MATERIAL FOR THIS EXERCISE:
§

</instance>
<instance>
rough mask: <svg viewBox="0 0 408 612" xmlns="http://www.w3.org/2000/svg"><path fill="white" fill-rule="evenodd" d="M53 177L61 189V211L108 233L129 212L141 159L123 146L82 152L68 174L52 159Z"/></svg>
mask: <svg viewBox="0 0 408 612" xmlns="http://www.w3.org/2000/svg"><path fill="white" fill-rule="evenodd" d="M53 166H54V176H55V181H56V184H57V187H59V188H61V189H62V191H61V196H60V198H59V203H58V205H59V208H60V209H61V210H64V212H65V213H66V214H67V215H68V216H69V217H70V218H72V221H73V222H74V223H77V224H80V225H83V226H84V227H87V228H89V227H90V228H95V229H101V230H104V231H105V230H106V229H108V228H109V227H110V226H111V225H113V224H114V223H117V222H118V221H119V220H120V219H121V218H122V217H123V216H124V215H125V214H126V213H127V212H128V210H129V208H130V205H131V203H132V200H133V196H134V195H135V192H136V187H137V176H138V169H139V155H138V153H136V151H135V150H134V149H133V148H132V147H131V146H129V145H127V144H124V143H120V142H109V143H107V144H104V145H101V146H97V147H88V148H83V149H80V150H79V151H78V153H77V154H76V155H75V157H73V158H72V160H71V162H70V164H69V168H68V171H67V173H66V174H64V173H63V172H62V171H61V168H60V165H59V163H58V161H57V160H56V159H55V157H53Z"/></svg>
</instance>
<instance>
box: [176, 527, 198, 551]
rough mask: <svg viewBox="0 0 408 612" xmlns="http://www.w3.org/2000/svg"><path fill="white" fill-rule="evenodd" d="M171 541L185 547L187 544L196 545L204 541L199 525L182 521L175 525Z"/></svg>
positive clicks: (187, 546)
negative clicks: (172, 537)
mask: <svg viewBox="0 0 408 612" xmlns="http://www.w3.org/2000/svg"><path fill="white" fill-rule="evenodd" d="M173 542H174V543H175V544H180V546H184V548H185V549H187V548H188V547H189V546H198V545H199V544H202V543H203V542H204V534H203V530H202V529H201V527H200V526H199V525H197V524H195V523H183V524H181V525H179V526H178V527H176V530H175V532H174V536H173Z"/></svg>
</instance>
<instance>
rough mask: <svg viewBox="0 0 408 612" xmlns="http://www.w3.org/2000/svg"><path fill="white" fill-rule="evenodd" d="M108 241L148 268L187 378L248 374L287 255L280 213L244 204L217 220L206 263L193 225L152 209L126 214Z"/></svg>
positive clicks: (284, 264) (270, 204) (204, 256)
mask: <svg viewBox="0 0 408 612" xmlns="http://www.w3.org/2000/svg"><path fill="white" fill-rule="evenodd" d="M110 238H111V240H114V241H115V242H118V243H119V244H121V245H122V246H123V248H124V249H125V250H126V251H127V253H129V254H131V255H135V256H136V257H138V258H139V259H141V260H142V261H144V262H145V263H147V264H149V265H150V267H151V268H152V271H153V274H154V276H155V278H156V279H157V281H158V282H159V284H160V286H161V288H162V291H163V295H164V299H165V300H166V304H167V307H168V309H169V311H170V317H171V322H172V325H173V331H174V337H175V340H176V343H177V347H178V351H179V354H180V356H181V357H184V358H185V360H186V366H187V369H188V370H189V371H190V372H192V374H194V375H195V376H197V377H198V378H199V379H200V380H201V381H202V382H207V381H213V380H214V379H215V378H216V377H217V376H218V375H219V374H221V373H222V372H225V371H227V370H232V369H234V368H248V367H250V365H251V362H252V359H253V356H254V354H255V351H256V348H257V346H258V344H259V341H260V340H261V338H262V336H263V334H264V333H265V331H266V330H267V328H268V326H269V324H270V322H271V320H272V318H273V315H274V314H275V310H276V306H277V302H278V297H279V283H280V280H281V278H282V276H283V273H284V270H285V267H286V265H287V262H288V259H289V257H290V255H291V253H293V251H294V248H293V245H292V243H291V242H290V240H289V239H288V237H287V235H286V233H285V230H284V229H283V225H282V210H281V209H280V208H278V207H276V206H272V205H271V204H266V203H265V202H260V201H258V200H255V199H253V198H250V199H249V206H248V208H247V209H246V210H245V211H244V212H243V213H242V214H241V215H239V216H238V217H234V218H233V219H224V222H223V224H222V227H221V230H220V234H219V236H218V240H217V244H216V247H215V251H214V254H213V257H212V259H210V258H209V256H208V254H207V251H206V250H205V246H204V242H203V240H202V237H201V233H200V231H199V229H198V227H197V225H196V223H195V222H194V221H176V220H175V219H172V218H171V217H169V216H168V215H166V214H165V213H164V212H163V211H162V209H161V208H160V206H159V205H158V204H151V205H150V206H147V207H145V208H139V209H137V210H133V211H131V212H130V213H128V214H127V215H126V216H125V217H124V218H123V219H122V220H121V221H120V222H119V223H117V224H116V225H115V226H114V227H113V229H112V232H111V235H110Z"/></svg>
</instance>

§

TASK DESCRIPTION: Find every line in the rows above that contains the word "rough" and copy each of those lines in full. Case counts.

EXPECTED OUTPUT:
rough mask: <svg viewBox="0 0 408 612" xmlns="http://www.w3.org/2000/svg"><path fill="white" fill-rule="evenodd" d="M53 177L61 189V211L108 233L129 212L141 159L123 146L82 152L68 174L52 159Z"/></svg>
rough mask: <svg viewBox="0 0 408 612" xmlns="http://www.w3.org/2000/svg"><path fill="white" fill-rule="evenodd" d="M171 541L185 547L187 544L196 545L204 541L199 525L182 521L175 525Z"/></svg>
rough mask: <svg viewBox="0 0 408 612" xmlns="http://www.w3.org/2000/svg"><path fill="white" fill-rule="evenodd" d="M108 241L148 268L187 378L248 374L287 255L280 213L244 204L217 220L206 263L193 225L152 209L126 214Z"/></svg>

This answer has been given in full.